Polecenie 1 –
Jakim imieniem pani z yorkiem woła swojego psa we wpisie z forum o dziwnych komentarzach na temat psów?

Jump to content
Dogomania

Najdziwniejsze komentarze dotyczace waszych psów :) [2]


dog_master

Recommended Posts

Niedzielnym popołudniem idę sobie z siostrą i piesełem. Idziemy przez bloki a tu dziewuszka 7/8 lat wybiega z wydeptanej ścieżeczki odchodzącej od placu zabaw, biegnie widzi psa zwalnia, wgapia się w piesa po czym będąc przed nami ze 4 metry zaczyna z piskiem i wymachiwaniem łapkami biec w naszą stronę :roll:. Okazało się że dziwuszka biegła tak do kumpli, bo chciała "się kajtnąć" na rowerze ....

Następnie przechodząc koło cmentarza (ja weszłam na cmentarz siostra stała koło bramy) z naprzeciwka idzie pani z joreczkiem z daleka bierze pieseczka na rączki i ocha :
-Nie nie możesz się przywitać z t a k i m pieskiem ....
Ja wychodzę z bramy mijam się z paniusią ona stawia jorasia na ziemi ,a pieseczek hop i już do mojego piesa ....
Pani krzyczy :
-Franek , chodź tu. Franek. Franek co ja mówię (itp,itd) .
Kiedy pieseczek postanowił ,po uprzednim przewąchaniu całego chodnika i mojego psa , wrócić do Pańci, ona kontynuując inteligentną rozmowę ze swym pieskiem , umoralnia go i próbuje wzbudzić w nim wyrzuty sumienia , mówiąc:
-Franek jak ty się zachowujesz. Co ja mam za tobą przez pół miasta biegać. Franek, co to się z tobą dzieje ? A co by było jakby ten piesek cię zjadł ?!

O nie ,proszę panią mój pies jorki zjada na śniadanie a jest już wieczór :diabloti: a zwłaszcza takie, których smycze niosą Pańcie w rączce, zapominając na karabińczyk przypiąć piesia :grin:

Co się dzisiaj okazało że ten jorasek wolałby zjeść mojego piesa ... Dzisiaj siostra z nim była i mówi ,że pani wołała kogoś i stanęła w bocznej uliczce, wyszła akurat na nią , a jorasek oczywiście od razu do mojego psa, ale żeby tylko , jako że paniusia ściąga podekscytowanego pieska , to pieseczek zatapia ząbki w moim futrze :angryy: (jak to dobrze że on ma długie kłaki)...
Ale jakby mój mu oddał (mimo że nie jest duży , mógłby mu zrobić krzywdę) to by była rozpacz ...:nonono2:

I żeby nie było że może jorczik nie może się witać, bo jest coś tam, itp... Tak on nie może się witać ale z "kundlim plebsem" :puppydog:

Link to comment
Share on other sites

Odnośnie ras...

Wczoraj idziemy na spacer z psiakami. Z klatki wychodzi sąsiadka.
Sąsiadka: Fajne te psy. To rasowe czy jakieś dzikie?
Mama: Dzikie, noo, zwyczajne, kundle.
Sąsiadka: A, to te...

[Wiersze danych]

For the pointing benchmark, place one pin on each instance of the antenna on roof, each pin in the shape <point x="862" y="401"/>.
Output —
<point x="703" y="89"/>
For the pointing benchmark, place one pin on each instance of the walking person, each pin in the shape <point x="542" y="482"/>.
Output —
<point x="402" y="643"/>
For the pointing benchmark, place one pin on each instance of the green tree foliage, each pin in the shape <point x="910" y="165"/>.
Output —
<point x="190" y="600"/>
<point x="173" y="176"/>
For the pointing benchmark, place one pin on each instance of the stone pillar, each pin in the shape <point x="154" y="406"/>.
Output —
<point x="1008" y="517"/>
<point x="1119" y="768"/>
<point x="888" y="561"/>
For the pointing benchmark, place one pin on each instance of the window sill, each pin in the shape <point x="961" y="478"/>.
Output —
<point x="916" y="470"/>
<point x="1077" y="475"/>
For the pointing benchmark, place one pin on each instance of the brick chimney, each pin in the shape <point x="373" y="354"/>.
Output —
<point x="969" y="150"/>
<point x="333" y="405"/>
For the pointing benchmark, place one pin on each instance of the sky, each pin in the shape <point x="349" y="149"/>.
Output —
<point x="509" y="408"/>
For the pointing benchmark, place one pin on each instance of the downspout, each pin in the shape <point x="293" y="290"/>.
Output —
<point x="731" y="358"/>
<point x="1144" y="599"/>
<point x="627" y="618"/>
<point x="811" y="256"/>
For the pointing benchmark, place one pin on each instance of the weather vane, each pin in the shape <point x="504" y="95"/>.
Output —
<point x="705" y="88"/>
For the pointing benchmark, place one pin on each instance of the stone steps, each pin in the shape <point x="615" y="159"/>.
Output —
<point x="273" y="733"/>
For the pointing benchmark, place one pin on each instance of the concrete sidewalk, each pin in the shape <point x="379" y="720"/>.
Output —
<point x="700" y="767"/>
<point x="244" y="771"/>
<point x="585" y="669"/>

Polecenie 2 –
Zmień w listingu „pointing benchmark” na „localization test”, zaczynając od wiersza zawierającego „of the brick” i kończąc na ostatnim wierszu listingu. Podaj wyłącznie te wiersze, a poza tą zamianą nic w nich nie ruszaj.

Rozwiązanie 1 –
Franek.

Rozwiązanie 2 –
For the localization test, place one pin on each instance of the brick chimney, each pin in the shape <point x="373" y="354"/>.
Output —
<point x="969" y="150"/>
<point x="333" y="405"/>
For the localization test, place one pin on each instance of the sky, each pin in the shape <point x="349" y="149"/>.
Output —
<point x="509" y="408"/>
For the localization test, place one pin on each instance of the downspout, each pin in the shape <point x="293" y="290"/>.
Output —
<point x="731" y="358"/>
<point x="1144" y="599"/>
<point x="627" y="618"/>
<point x="811" y="256"/>
For the localization test, place one pin on each instance of the weather vane, each pin in the shape <point x="504" y="95"/>.
Output —
<point x="705" y="88"/>
For the localization test, place one pin on each instance of the stone steps, each pin in the shape <point x="615" y="159"/>.
Output —
<point x="273" y="733"/>
For the localization test, place one pin on each instance of the concrete sidewalk, each pin in the shape <point x="379" y="720"/>.
Output —
<point x="700" y="767"/>
<point x="244" y="771"/>
<point x="585" y="669"/>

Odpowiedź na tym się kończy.